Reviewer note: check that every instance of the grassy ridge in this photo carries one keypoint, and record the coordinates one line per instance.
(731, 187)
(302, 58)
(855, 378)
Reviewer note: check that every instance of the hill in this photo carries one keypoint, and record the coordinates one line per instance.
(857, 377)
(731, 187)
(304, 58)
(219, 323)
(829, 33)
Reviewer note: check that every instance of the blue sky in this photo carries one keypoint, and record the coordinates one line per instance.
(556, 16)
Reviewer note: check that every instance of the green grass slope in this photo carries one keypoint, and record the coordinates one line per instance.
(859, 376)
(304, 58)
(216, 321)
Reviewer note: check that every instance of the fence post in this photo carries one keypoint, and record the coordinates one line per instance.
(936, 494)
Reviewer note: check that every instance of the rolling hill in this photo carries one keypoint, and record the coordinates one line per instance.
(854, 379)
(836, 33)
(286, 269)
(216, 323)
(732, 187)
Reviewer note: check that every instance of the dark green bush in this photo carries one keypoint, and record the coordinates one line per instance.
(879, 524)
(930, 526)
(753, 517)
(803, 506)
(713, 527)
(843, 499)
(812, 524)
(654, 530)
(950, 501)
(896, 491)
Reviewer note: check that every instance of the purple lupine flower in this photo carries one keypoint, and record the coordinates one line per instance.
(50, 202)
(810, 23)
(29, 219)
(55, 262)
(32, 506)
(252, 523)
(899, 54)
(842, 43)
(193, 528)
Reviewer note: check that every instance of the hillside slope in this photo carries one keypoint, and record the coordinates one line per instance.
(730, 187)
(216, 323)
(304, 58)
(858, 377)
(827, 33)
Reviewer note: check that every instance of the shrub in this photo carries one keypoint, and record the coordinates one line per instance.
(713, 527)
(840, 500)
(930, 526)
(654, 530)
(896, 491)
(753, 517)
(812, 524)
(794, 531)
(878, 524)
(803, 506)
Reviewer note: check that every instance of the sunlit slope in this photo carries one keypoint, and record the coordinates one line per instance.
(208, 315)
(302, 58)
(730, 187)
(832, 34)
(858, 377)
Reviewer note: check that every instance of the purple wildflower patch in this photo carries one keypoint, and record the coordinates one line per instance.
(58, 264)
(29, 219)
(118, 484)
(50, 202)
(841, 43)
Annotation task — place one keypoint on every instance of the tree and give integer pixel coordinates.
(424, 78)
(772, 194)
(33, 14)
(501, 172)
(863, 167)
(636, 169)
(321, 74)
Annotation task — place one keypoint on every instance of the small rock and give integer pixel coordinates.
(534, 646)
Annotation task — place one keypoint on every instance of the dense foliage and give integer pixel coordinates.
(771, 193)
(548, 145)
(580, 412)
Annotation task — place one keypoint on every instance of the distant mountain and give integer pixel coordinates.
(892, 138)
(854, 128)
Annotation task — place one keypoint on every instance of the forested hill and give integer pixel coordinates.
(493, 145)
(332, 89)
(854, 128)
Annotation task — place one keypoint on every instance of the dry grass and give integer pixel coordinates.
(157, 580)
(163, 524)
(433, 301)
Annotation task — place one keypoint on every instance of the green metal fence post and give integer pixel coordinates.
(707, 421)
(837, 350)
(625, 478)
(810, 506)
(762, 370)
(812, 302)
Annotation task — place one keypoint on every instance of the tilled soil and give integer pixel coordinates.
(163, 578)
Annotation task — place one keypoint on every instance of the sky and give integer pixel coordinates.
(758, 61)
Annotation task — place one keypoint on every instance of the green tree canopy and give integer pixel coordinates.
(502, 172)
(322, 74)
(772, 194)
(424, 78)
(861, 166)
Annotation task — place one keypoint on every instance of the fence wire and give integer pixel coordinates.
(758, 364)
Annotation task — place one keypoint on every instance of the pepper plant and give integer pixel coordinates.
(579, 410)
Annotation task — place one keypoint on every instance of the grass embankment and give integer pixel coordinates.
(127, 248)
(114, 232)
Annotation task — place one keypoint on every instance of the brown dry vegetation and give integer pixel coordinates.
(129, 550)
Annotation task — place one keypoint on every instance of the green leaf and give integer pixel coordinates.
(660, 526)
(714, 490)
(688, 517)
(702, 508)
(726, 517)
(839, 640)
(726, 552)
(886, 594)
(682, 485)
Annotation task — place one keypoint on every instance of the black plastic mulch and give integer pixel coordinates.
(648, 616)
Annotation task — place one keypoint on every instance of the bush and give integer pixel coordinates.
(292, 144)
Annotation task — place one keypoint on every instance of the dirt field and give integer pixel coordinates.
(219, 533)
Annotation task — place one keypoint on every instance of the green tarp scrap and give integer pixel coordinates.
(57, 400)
++++
**Exercise**.
Exactly as given, set down all of the lines above.

**Response to the exercise**.
Reviewer note: check that every instance of the grassy ridge in this photo carries one keypoint, and record the coordinates one line per instance.
(731, 187)
(302, 58)
(855, 378)
Reviewer note: check that every instance of the hill in this photo carries one keypoint, and record the coordinates one line per instance.
(857, 377)
(731, 187)
(304, 58)
(219, 323)
(829, 33)
Reviewer note: check that every instance of the blue sky in this photo carries one keypoint, and record the coordinates one line per instance.
(556, 16)
Reviewer note: check that every instance of the green grass slope in this photo carries one keypoint, and record the coordinates one line per instance.
(859, 376)
(304, 58)
(216, 321)
Reviewer note: check that every instance of the fence post in this photo carries one keypoint, and record the coordinates one line per instance.
(936, 494)
Reviewer note: check that every instance of the rolling hill in this photo carries one keypoint, and record the coordinates one line per instance.
(854, 379)
(836, 33)
(286, 269)
(216, 323)
(732, 187)
Reviewer note: check that every instance of the dark green bush in this photo carries one keypoint, and record the coordinates one line per instance.
(879, 524)
(930, 526)
(753, 517)
(803, 506)
(713, 527)
(843, 499)
(812, 524)
(654, 530)
(950, 501)
(896, 491)
Reviewer note: check that every instance of the purple lupine flower in this photo carries one keypoint, and record the coordinates one line per instance.
(50, 202)
(810, 23)
(29, 219)
(55, 262)
(32, 506)
(252, 523)
(899, 54)
(842, 43)
(193, 528)
Reviewer note: check that every instance of the hillside slope in this photo carries one keypoint, and record the coordinates one line per instance.
(730, 187)
(216, 323)
(304, 58)
(858, 377)
(827, 33)
Reviewer note: check that every instance of the shrub in this photo carries one keypoint, and record the coordinates one line per instance.
(713, 527)
(840, 500)
(930, 526)
(654, 530)
(896, 491)
(753, 517)
(812, 524)
(794, 531)
(878, 524)
(803, 506)
Reviewer note: check that every instance of the sunlit slope in this photo carries one keypoint, and record the coordinates one line per instance.
(208, 315)
(302, 58)
(730, 187)
(832, 34)
(858, 377)
Reviewer note: check that every instance of the purple wildflower patch in this photo carries one keypoint, and record the coordinates one line per instance.
(58, 264)
(29, 219)
(118, 484)
(50, 202)
(841, 43)
Annotation task — place one keypoint on every instance of the tree and give integer pixel coordinates.
(424, 78)
(772, 194)
(33, 14)
(501, 172)
(863, 167)
(636, 169)
(321, 74)
Annotation task — place one keypoint on every instance of the small rock and give integer pixel coordinates.
(534, 646)
Annotation task — place one keypoint on every instance of the dense foliage and give integer pixel coordinates.
(771, 193)
(548, 145)
(580, 412)
Annotation task — place one keypoint on every instance of the distant mountain and give integer pixel coordinates.
(892, 138)
(854, 128)
Annotation task — place one keypoint on every instance of the forested hill and give integer pixel coordinates.
(493, 145)
(332, 89)
(854, 128)
Annotation task — place one keypoint on every instance of the dry grass and give integer pixel coordinates.
(157, 580)
(163, 524)
(433, 301)
Annotation task — place one keypoint on every instance of the green metal fence post and give integer pixel coordinates.
(707, 421)
(837, 350)
(625, 478)
(810, 506)
(762, 370)
(812, 302)
Annotation task — place one keypoint on every instance of the tilled soil and give integer pixel coordinates.
(163, 578)
Annotation task — place one keypoint on every instance of the sky and give integer pixel coordinates.
(758, 61)
Annotation task — place one keypoint on every instance of the green tree canopy and give integer pixel coordinates.
(502, 172)
(322, 74)
(772, 194)
(424, 78)
(861, 166)
Annotation task — place one keypoint on every instance of the fence wire and give integer pixel coordinates.
(758, 364)
Annotation task — place one keypoint on every instance of the pepper plant and give integer pixel coordinates.
(579, 410)
Annotation task — place one keypoint on every instance of the grass embankment and give integer pixel coordinates.
(127, 248)
(114, 232)
Annotation task — place one keypoint on every instance of the brown dry vegetation and give integer pixel coordinates.
(129, 550)
Annotation task — place one keypoint on every instance of the green leaf and give integer pixel coordinates.
(660, 526)
(714, 490)
(688, 517)
(702, 508)
(726, 517)
(839, 640)
(726, 552)
(886, 594)
(682, 485)
Annotation task — place one keypoint on every instance of the black plastic mulch and give integer pixel coordinates.
(648, 616)
Annotation task — place one keypoint on every instance of the bush and give integer pixel coordinates.
(292, 144)
Annotation task — place one keypoint on every instance of the dirt field and give integer pixel coordinates.
(219, 533)
Annotation task — place one keypoint on every instance of the green tarp scrap and give integer pixel coordinates.
(57, 400)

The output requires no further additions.